==== EXTRACTED INFORMATION ====

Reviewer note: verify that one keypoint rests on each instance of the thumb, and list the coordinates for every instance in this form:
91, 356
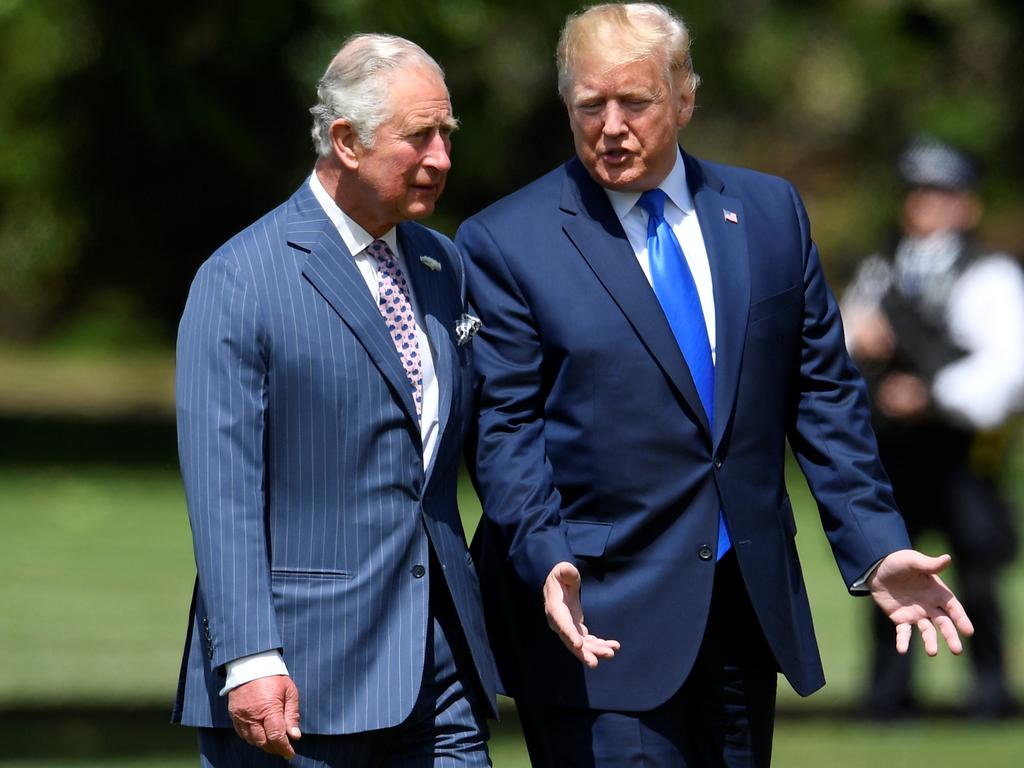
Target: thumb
931, 564
292, 712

====

Gather every line of the records above that contains the string "thumb". Case matters.

▶ [EXERCISE SOLUTION]
Reviewer note: verify that one keypoint rests on each instance of the thumb, and list the coordinates for every instance in this form:
Target: thumb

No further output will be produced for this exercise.